=== Study questions ===
1. In the forum thread, which tool did the support agent sometimes call when the user only wanted to check order status?
2. Reproduce the stretch of the forum thread from "tbh this feels" through "non-determinitic by nature.".

=== Passage shown ===
= = =
Hacker News new | ask | show | jobs
by MickeyShmueli 106 days ago
the mock tool platform thing is smart. testing agents against real APIs is a nightmare, you get flakiness, you burn through rate limits, and you can't reproduce failures

one thing i'm curious about: how do you handle testing the tool selection logic itself? like the agent choosing WHICH tool to call is often where things break, not the tool execution

we had a support agent that would sometimes call the "refund order" tool when the user just wanted to check order status. the tool worked perfectly, the LLM just kept picking the wrong one. your mock platform lets you verify the tool returns the right data, but does it catch when the agent calls the wrong tool entirely?

also the full-session evaluation vs turn-by-turn is spot on. had a similar issue with a verification flow where each individual turn looked fine in langsmith but the overall flow was completely broken. you'd see "assistant asked for name" (good), "assistant asked for phone" (good), "assistant processed request" (good), but it never actually verified the phone number matched the account

tbh this feels like one of those problems that's obvious in hindsight but nobody builds the tooling for until they get burned in production

1 comments

In that case I think you can have a refund subagent that is responsible for checking if the user really asked for refund before doing these dangerous things. But it only minimize errors, LLMs are non-determinitic by nature.
= = =
=== Provided records ===
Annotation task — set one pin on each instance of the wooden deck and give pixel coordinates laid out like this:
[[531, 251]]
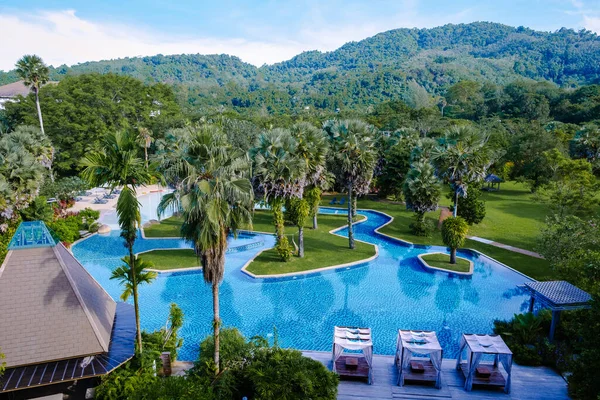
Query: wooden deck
[[528, 383]]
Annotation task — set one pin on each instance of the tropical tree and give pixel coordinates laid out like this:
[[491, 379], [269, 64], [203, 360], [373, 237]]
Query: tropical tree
[[34, 73], [297, 210], [454, 233], [312, 147], [463, 157], [215, 197], [119, 165], [279, 175], [422, 192], [353, 159], [133, 275], [145, 139]]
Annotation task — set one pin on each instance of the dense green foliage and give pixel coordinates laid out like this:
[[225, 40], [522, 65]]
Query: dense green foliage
[[259, 371], [414, 65], [80, 110], [454, 233]]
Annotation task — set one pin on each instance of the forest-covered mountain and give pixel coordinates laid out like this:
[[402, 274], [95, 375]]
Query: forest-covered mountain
[[414, 65]]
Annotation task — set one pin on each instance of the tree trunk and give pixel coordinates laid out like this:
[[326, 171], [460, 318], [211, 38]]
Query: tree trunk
[[216, 324], [455, 211], [300, 241], [37, 103], [146, 155], [136, 304], [350, 233]]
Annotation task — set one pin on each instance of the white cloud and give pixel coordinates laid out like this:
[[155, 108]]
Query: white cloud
[[64, 38]]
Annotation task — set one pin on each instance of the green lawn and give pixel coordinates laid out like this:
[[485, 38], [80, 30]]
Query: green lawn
[[442, 261], [319, 246], [321, 249], [167, 228], [171, 259]]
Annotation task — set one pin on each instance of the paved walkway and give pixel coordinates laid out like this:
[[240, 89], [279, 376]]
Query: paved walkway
[[528, 383]]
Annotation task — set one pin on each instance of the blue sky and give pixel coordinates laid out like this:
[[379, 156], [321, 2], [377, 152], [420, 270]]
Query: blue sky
[[256, 31]]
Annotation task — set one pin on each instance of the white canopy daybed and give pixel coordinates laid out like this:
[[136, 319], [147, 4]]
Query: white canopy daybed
[[353, 364], [424, 343], [479, 373]]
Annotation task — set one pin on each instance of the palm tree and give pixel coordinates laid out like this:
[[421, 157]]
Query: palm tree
[[279, 174], [216, 199], [145, 138], [312, 147], [463, 157], [119, 164], [131, 276], [34, 73], [354, 159]]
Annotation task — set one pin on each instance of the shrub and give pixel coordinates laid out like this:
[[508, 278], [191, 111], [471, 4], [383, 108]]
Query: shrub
[[259, 371]]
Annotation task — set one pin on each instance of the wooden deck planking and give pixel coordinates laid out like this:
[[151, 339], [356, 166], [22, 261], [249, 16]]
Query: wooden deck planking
[[528, 383]]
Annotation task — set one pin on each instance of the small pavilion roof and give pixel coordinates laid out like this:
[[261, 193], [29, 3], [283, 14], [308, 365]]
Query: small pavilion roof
[[559, 294]]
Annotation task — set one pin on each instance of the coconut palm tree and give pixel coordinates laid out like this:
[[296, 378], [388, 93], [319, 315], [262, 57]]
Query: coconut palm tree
[[312, 147], [145, 139], [279, 174], [463, 157], [354, 159], [216, 199], [119, 164], [130, 276], [34, 73]]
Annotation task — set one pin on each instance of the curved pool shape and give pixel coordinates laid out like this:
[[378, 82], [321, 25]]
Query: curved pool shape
[[388, 293]]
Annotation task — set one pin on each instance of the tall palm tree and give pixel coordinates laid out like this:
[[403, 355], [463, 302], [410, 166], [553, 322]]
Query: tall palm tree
[[354, 159], [462, 158], [216, 199], [130, 276], [279, 174], [34, 73], [145, 138], [312, 147], [119, 164]]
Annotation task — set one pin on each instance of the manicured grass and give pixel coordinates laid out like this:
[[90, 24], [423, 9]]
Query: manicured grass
[[442, 261], [534, 267], [172, 259], [321, 249], [167, 228]]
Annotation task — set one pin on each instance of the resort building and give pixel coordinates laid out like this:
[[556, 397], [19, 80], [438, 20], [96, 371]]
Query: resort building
[[59, 326]]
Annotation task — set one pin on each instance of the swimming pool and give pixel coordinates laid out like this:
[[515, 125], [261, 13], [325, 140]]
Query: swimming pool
[[388, 293]]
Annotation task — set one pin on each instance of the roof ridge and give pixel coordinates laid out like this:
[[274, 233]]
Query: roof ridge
[[82, 302]]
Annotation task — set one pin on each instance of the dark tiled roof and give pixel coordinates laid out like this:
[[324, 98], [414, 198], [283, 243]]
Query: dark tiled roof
[[14, 89], [121, 349], [559, 293], [51, 308]]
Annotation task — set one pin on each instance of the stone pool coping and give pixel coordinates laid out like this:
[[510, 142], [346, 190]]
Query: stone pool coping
[[425, 264]]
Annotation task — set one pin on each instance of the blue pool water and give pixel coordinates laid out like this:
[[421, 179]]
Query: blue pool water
[[388, 293]]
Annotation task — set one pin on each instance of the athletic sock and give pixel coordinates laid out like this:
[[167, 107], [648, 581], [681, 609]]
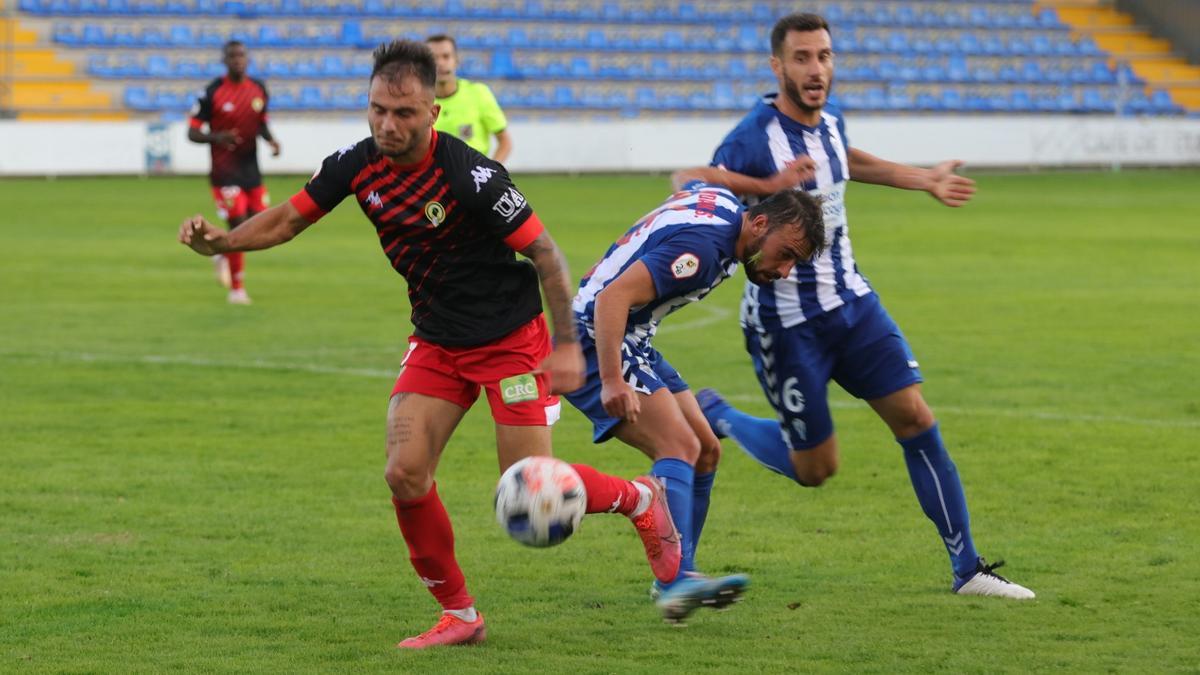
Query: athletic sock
[[677, 477], [607, 494], [757, 436], [467, 615], [936, 482], [426, 527], [237, 264], [701, 491]]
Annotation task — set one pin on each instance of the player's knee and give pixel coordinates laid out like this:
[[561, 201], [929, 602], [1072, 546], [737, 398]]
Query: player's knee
[[679, 446], [814, 467], [815, 476], [916, 420], [407, 483]]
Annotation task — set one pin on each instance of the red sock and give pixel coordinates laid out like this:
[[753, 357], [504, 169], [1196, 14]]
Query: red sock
[[607, 494], [237, 263], [430, 538]]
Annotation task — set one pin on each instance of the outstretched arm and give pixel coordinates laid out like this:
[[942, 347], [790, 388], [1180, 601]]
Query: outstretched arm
[[565, 363], [634, 287], [265, 132], [271, 227], [227, 138], [793, 174], [940, 181]]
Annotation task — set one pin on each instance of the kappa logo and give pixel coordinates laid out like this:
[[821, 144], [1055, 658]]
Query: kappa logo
[[685, 266], [509, 204], [481, 175]]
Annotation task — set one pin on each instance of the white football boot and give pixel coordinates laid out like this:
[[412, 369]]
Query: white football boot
[[984, 581]]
= = =
=== Set of answers ===
1. The "refund order" tool.

2.
tbh this feels like one of those problems that's obvious in hindsight but nobody builds the tooling for until they get burned in production

1 comments

In that case I think you can have a refund subagent that is responsible for checking if the user really asked for refund before doing these dangerous things. But it only minimize errors, LLMs are non-determinitic by nature.